Gather all lines in the entries below that contain the word "every", and copy each one in full.

## begin

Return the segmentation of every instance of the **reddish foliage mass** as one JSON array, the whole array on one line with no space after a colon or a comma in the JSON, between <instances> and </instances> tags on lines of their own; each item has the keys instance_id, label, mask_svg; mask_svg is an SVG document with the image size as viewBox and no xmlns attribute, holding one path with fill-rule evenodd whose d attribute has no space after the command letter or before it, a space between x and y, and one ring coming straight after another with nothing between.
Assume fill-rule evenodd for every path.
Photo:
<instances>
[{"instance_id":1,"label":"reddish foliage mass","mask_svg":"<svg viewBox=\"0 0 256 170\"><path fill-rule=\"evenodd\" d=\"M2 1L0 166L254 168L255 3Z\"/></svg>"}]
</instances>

## end

## Right answer
Return the segmentation of every instance of the **reddish foliage mass** as one JSON array, the whole array on one line with no space after a colon or a comma in the JSON, between <instances> and </instances> tags on lines of their own; each item has the keys instance_id, label, mask_svg; mask_svg is an SVG document with the image size as viewBox and no xmlns attribute, holding one path with fill-rule evenodd whose d attribute has no space after the command letter or before it, a space between x and y, and one ring coming straight after another with nothing between.
Assume fill-rule evenodd for every path.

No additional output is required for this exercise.